Gridap.jl

Gridap provides a set of tools for the grid-based approximation of partial differential equations (PDEs) written in the Julia programming language. The library currently supports linear and nonlinear PDE systems for scalar and vector fields, single and multi-field problems, conforming and nonconforming finite element (FE) discretizations, on structured and unstructured meshes of simplices and n-cubes. Gridap is extensible and modular. One can implement new FE spaces, new reference elements, use external mesh generators, linear solvers, post-processing tools, etc. See, e.g., the list of available Gridap plugins.

Gridap has a very expressive API allowing to solve complex PDEs with very few lines of code. The user can write the underlying weak form with a syntax almost 1:1 to the mathematical notation, and Gridap generates an efficient FE assembly loop automatically by leveraging the Julia JIT compiler. For instance, the weak form for an interior penalty DG method for the Poisson equation can be specified simply as:

a(u,v) =
  ∫( ∇(v)⋅∇(u) )*dΩ +
  ∫( (γ/h)*v*u - v*(n_Γ⋅∇(u)) - (n_Γ⋅∇(v))*u )*dΓ +
  ∫(
    (γ/h)*jump(v*n_Λ)⋅jump(u*n_Λ) -
    jump(v*n_Λ)⋅mean(∇(u)) -
    mean(∇(v))⋅jump(u*n_Λ)
    )*dΛ

l(v) =
  ∫( v*f )*dΩ +
  ∫( (γ/h)*v*u - (n_Γ⋅∇(v))*u )*dΓ

See the complete code here. As an example for multi-field PDEs, this is how the weak form for the Stokes equation with Neumann boundary conditions can be specified:

a((u,p),(v,q)) =
  ∫( ∇(v)⊙∇(u) - (∇⋅v)*p + q*(∇⋅u) )*dΩ

l((v,q)) =
  ∫( v⋅f + q*g )*dΩ +
  ∫( v⋅(n_Γ⋅∇u) - (n_Γ⋅v)*p )*dΓ

See the complete code here.

Documentation

  • STABLEDocumentation for the most recently tagged version of Gridap.jl.
  • DEVELDocumentation for the in-development version of Gridap.

Tutorials

A hands-on user-guide to the library is available as a set of tutorials. They are available as Jupyter notebooks and html pages.

Installation

Gridap is a registered package in the official Julia package registry. Thus, the installation of Gridap is straight forward using the Julia's package manager. Open the Julia REPL, type ] to enter package mode, and install as follows

pkg> add Gridap

Plugins

Examples

These are some popular PDEs solved with the Gridap library. Examples taken from the Gridap Tutorials.

Poisson equation Linear elasticity Hyper-elasticity p-Laplacian
Poisson eq. with DG Darcy eq. with RT Incompressible Navier-Stokes Isotropic damage

Gridap community

Join to our gitter chat to ask questions and interact with the Gridap community.

* [Exercise directions] Using the Gridap.jl page, please state the formats in which the tutorials are offered.

* [Entries shown]
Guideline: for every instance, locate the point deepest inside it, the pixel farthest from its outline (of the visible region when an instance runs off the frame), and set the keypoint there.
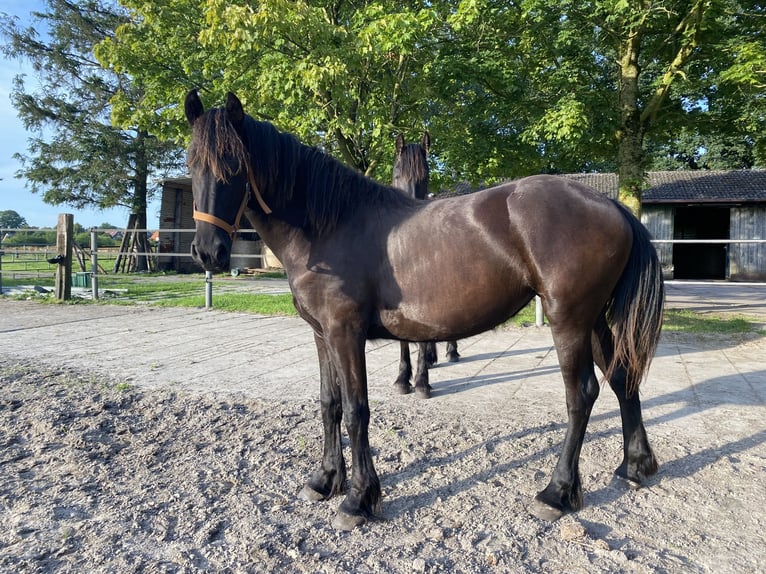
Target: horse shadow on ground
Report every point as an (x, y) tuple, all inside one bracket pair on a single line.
[(688, 402), (492, 356), (453, 386)]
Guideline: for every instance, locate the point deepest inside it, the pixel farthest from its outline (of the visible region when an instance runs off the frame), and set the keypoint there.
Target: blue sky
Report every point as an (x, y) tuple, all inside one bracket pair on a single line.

* [Result below] Jupyter notebooks and html pages.